This is not just about joining the “free speech” debates, which have also been complicit in creating highly reductive with us or against us narratives. It’s to ask deeper questions about who ultimately decides and who has the power to effectively say a person has no use. For let’s be clear too, Trump was both useful and then utterly disposable for these firms, which will continue to profit from divisions.

There have admittedly been calls from both a number of concerned critical scholars and indeed right-wing preservationists to bring about more control and regulation over the conduct of these entities. Whereas those on the right see the challenge of bringing the corporations back into the national fold, the more radical have demanded more regulatory power over both their profitability, their very status as private entities, and also to have more say over the ethical nature of their content. The latter being more an extension of the cultural wars and the fight over permissible speech.

None of these however deal with the fact that ultimately these platforms have really transformed the political landscape of our times to become the dominant actors shaping the conduct of life, its ontological and epistemological claims, its technological visions, and its new metaphysical orientations. And none of them therefore deal with deeper philosophical questions on the links between life, technology and theology, including how we have fully given over to the idea that the correct use of technology (including the ethical regulation of thought itself) is able to rid the world from its evils.

Twitter is notable here having become a formidable public forum in its own right, which has led to the infantilisation, hyper-moralisation, simplification and suffocation of the political imagination. Having been on the platform for a number of years, a week before Trumps banishment I decided to leave. I had come to realise how it effectively exists for its own purpose, with much of its vitriolic content concerning what others had said on its very terrains – often to deride and publicly shame their provocations. Dramas about said tweeted dramas, fifty-character witch-hunts by actors who demand the freedom to all think alike, morality aside what’s revealed is the luxury and privilege of time wasted.

Stored records:

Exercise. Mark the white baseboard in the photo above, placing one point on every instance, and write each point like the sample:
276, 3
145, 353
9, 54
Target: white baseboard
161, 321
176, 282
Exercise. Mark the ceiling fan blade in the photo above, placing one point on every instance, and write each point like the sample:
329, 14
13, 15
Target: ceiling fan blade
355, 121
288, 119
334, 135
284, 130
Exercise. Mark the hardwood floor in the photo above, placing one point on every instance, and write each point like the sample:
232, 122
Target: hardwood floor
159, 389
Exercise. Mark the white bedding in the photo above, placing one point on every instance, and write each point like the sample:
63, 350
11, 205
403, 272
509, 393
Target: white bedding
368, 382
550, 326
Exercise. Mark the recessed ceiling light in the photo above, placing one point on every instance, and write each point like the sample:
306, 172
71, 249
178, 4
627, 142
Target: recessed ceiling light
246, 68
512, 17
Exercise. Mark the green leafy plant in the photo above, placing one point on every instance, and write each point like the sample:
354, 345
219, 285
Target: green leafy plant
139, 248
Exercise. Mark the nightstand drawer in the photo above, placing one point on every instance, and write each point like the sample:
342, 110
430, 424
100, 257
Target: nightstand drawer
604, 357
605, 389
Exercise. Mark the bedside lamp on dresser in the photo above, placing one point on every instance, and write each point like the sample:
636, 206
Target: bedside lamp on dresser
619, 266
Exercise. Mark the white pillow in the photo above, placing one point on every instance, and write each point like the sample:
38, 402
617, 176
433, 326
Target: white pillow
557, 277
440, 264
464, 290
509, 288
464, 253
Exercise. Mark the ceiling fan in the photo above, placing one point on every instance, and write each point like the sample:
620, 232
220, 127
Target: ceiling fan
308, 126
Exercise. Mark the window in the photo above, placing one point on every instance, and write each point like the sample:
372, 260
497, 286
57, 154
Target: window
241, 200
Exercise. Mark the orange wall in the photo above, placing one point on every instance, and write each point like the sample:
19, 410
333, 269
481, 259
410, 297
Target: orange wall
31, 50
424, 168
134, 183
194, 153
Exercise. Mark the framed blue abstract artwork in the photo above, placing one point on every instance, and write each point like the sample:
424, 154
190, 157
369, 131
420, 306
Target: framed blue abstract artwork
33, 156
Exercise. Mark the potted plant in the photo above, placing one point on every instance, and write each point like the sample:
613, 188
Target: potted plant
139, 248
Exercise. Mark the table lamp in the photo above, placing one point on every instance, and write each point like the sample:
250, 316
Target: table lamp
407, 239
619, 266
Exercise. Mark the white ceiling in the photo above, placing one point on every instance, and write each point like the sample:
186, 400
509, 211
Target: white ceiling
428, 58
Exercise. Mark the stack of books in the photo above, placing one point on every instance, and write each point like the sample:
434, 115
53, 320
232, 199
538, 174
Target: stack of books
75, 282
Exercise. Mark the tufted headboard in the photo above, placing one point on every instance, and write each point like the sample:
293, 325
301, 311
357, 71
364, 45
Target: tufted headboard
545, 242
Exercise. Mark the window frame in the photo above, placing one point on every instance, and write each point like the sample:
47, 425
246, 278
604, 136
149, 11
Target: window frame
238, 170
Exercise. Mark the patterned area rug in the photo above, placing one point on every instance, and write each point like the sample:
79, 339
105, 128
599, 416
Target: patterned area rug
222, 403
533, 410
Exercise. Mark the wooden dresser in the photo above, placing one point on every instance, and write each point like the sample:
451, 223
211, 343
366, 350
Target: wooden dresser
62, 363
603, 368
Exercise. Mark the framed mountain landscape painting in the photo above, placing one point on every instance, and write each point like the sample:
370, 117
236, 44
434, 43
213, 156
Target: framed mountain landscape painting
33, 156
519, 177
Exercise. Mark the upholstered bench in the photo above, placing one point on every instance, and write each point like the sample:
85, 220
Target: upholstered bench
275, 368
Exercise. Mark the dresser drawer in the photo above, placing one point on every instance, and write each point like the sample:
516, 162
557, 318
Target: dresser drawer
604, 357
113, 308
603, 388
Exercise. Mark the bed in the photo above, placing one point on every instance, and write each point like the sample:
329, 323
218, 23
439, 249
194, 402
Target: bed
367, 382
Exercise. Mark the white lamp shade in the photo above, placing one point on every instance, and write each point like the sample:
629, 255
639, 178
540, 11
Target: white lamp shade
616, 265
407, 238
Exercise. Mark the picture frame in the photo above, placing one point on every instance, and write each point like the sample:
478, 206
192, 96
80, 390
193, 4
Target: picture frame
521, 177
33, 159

** Problem A **
Restate the paragraph of the passage on social media platforms that begins "There have admittedly been calls" as a short bulleted list that keeps its main points.
** Problem B **
Write the next paragraph of the passage on social media platforms, picking up after its final sentence, which ends "the luxury and privilege of time wasted."
The data plays no part in any of the tasks.

** Task result A **
- Both concerned critical scholars and right-wing preservationists have called for more control and regulation over these entities.
- The right sees the challenge as bringing the corporations back into the national fold.
- The more radical have demanded more regulatory power over the companies' profitability and their status as private entities, and more say over the ethical nature of their content.
- This last demand is mostly an extension of the culture wars and the fight over permissible speech.

** Task result B **
Not only had Twitter become a self-perpetuating motion machine whose sole purpose was its own activity. While emboldening the bigoted politics of the identarian right, it has also resulted in a notable collapse between the radical and the religious by a new tribe of morally certain priests on the left, who invoking tired modernist terms (we might have hoped students of Nietzsche had long since settled) such as “progressive” “rational” and “reactionary” have become a parody of predictability.

Just another personal observation, every time I have written a sustained critique of technology on social media platforms, it tends to get considerable interaction for about 1 hour then somehow magically falls off a cliff. I guess the algorithms deem these interventions to be less important or at least have less staying power than pictures of cats! Then again, in an age where nothing is certain, maybe it’s also about making everyone feel they are on the verge of being some conspiratorial whack!

Like many, I admittedly breathed a sigh of relief knowing there won’t be another four years of a Trump Presidency. But the political solution to dealing with the dangerous divisions now facing the planet is certainly not to give more regulatory power to undemocratic, nameless and faceless entities, which have already become the key power brokers in global politics and like all good students of politics, they have learned that Sovereign power begins with one notable decision: the right to ban.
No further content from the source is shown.